▶ _DOCUMENT_:
The accompanying notes are an integral part of these unaudited financial statements.          

 

 

 5 

 

 

NOTE 1 – BASIS OF PRESENTATION 

 

The accompanying unaudited interim financial statements of Greenkraft, Inc. a Nevada corporation (“we”, “our,”, “Greenkraft” or the “Company”) have been prepared in accordance with accounting principles generally accepted in the United States of America and the rules of the Securities and Exchange Commission, and should be read in conjunction with the audited financial statements and notes thereto contained in the Company’s most recent Annual Financial Statements filed with the SEC. In the opinion of management, all adjustments, consisting of normal recurring adjustments, necessary for a fair presentation of financial position and the results of operations for the interim period presented have been reflected herein. The results of operations for the interim period are not necessarily indicative of the results to be expected for the full year. Notes to the financial statements which would substantially duplicate the disclosures contained in the audited financial statements for the most recent fiscal period have been omitted. 

  

NOTE 2 – INVENTORY

 

Inventory principally consists of the cost of parts purchased and assembled during the three months ended March 31, 2016 and year ended December 31, 2015 for the assembly of the fuel efficient vehicles to sell to the customers.

   March 31, 2016  December 31, 2015
Raw materials   2,065,620    1,963,404 
Work in progress   —      —   
Finished goods   —      110,753 
           
Total Inventory   2,065,620    2,074,157 
Less carrying value of inventory          
not deemed to be current   621,939    621,939 
           
Inventory, included in current assets   1,443,681    1,452,218 

 

At the end of each reporting period, management has estimated that portion of inventory not expected to be converted to cash within one year and reflected that amount as “Inventory, long term” in the accompanying balance sheets.

 

NOTE 3 – RELATED PARTY TRANSACTIONS 

 

The Defiance Company, LLC is owned by our President and controlling stockholder.   As of March 31, 2016, accounts payable to Defiance is $285,389 for amounts paid by Defiance Company, LLC on behalf of Greenkraft, which is the same amount as of December 31, 2015.

 

As of March 31, 2016 and December 31, 2015, Greenkraft has notes payable for a total of $1,901,916, to its President and his related entities.  All amounts are due on demand, unsecured and do not bear interest.   

 

Our President is a member of CEE, LLC which performs emission testing services. During the three months ended March 31, 2016, Greenkraft did not have any services performed by CEE, LLC and as of March 31, 2016 and December 31, 2015, Greenkraft owes CEE the amount of $5,945 for insurance.

[Data items]
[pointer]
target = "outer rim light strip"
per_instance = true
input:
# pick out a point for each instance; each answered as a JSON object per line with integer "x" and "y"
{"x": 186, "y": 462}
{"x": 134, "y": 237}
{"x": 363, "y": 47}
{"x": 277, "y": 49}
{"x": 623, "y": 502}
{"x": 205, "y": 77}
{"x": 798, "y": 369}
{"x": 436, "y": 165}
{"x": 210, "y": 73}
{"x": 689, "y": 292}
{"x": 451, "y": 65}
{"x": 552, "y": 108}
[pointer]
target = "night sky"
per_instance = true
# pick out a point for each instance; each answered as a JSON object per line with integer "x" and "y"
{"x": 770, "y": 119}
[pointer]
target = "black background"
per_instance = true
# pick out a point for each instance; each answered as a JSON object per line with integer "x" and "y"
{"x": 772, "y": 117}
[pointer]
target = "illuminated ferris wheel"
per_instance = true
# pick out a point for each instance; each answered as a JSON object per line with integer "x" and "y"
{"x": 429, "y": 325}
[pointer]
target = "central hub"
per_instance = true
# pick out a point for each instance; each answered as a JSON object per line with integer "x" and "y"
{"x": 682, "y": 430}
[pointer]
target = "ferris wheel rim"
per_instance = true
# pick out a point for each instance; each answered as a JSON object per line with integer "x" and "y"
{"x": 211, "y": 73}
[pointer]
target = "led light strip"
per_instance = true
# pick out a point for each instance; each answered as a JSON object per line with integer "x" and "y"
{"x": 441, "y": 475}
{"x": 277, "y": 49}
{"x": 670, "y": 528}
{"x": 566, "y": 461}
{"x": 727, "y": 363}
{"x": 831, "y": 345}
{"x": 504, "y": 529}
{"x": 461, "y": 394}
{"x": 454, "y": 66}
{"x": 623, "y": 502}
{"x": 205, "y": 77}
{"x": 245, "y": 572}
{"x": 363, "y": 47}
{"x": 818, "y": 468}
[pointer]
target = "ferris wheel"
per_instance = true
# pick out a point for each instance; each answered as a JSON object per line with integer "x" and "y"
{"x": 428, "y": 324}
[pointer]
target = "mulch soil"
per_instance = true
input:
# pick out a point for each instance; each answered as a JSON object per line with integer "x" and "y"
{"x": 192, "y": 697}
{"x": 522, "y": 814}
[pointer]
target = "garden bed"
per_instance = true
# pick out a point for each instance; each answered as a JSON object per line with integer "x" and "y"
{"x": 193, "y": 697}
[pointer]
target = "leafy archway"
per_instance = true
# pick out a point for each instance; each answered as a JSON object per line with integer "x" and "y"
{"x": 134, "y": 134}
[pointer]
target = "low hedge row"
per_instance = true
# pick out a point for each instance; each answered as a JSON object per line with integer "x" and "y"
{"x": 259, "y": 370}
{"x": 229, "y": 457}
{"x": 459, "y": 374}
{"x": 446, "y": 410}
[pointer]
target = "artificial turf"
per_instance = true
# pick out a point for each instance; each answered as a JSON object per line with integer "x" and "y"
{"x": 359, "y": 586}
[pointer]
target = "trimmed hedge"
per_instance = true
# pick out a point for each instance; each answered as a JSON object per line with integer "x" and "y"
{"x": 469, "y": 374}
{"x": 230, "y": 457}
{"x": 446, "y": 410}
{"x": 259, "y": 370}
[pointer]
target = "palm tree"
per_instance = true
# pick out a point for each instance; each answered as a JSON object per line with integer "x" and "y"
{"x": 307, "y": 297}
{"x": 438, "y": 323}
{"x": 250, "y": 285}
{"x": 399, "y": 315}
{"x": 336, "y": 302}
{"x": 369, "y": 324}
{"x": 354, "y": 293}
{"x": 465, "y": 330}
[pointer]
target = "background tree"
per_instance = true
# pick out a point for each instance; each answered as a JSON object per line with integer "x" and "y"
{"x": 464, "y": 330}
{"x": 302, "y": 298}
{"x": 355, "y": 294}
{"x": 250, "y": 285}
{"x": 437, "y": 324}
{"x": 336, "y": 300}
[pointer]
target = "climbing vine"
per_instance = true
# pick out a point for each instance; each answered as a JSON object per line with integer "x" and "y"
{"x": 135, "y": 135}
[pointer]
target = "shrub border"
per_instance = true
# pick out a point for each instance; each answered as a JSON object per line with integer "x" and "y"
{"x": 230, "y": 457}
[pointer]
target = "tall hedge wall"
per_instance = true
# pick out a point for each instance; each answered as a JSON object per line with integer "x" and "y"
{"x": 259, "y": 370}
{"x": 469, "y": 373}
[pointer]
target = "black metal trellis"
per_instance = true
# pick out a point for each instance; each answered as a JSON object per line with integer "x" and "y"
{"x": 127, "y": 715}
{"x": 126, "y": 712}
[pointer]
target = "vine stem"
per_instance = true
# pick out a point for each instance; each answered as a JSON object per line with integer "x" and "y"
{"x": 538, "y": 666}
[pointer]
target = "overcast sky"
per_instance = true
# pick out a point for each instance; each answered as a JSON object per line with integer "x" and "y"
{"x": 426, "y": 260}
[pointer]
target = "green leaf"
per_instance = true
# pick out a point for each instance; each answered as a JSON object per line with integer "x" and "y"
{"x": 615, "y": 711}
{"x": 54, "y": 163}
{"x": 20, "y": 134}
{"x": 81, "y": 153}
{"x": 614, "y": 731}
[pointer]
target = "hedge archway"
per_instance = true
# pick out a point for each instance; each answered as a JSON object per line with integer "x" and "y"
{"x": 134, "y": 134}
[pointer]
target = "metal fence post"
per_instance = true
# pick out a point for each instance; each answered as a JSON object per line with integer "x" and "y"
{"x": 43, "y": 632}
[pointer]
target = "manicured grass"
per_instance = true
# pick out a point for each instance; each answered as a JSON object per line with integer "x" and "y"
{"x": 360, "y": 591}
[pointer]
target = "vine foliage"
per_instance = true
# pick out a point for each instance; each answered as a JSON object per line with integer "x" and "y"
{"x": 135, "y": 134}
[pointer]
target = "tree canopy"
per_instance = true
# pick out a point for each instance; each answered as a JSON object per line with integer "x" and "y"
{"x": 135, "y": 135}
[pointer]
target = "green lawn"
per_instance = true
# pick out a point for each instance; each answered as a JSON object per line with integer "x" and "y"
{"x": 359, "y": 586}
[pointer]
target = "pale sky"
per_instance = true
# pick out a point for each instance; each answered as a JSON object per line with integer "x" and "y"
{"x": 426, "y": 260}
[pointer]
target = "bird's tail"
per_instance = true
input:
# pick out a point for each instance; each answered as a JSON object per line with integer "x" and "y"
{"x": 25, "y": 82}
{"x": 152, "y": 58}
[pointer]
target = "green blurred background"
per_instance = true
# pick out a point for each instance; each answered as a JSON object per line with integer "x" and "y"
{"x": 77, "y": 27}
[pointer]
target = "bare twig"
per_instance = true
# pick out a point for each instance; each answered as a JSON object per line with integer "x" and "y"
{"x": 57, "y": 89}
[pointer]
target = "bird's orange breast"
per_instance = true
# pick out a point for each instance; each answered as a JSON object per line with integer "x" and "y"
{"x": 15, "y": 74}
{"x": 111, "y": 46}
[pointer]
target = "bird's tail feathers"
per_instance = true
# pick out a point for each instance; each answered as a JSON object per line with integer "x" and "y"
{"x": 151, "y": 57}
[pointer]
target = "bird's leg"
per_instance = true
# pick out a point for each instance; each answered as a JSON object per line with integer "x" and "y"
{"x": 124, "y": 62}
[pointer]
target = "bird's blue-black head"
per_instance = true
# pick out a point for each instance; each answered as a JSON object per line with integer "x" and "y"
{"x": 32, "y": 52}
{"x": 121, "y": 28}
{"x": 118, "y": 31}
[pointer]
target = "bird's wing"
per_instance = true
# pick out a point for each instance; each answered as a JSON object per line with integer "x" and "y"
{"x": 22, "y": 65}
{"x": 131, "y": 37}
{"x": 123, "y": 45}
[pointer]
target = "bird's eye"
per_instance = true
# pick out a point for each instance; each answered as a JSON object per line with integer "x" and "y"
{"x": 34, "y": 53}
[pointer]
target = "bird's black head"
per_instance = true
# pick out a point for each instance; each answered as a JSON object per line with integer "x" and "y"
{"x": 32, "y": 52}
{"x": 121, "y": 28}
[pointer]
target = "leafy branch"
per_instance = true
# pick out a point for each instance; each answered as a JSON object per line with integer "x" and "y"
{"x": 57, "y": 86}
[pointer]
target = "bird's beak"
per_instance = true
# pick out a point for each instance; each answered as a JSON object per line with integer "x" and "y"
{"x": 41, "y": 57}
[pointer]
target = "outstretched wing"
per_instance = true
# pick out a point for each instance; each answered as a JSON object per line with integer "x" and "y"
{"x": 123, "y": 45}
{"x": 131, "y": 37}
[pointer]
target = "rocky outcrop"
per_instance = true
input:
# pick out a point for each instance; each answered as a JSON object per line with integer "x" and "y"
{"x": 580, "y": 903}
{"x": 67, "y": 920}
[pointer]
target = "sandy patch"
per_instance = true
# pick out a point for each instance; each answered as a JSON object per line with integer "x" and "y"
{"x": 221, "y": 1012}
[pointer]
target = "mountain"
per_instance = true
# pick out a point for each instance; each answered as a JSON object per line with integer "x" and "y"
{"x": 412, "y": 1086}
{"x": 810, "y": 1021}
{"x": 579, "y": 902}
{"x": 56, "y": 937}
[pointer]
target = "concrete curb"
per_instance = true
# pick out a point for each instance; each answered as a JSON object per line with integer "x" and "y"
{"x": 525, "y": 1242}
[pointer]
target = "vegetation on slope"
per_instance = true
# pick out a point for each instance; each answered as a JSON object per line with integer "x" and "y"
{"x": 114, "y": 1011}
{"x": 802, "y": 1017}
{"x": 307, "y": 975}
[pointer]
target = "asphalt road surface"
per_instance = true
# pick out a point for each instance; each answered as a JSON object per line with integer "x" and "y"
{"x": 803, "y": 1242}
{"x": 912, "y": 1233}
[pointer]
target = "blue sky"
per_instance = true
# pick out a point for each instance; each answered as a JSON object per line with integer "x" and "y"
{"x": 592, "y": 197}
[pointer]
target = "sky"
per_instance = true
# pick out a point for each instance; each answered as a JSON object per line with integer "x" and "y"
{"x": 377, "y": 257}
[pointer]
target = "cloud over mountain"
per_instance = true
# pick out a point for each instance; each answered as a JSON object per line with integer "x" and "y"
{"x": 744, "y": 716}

▶ _EXERCISE 1_:
From the Greenkraft financial statement notes, write out the passage starting with "At the end of" and going on through "accompanying balance sheets.".
▶ _EXERCISE 2_:
Put this sentence from the Greenkraft financial statement notes into Spanish: "All amounts are due on demand, unsecured and do not bear interest."

▶ _TASK SOLUTION 1_:
At the end of each reporting period, management has estimated that portion of inventory not expected to be converted to cash within one year and reflected that amount as “Inventory, long term” in the accompanying balance sheets.

▶ _TASK SOLUTION 2_:
Todos los importes son exigibles a la vista, no están garantizados y no devengan intereses.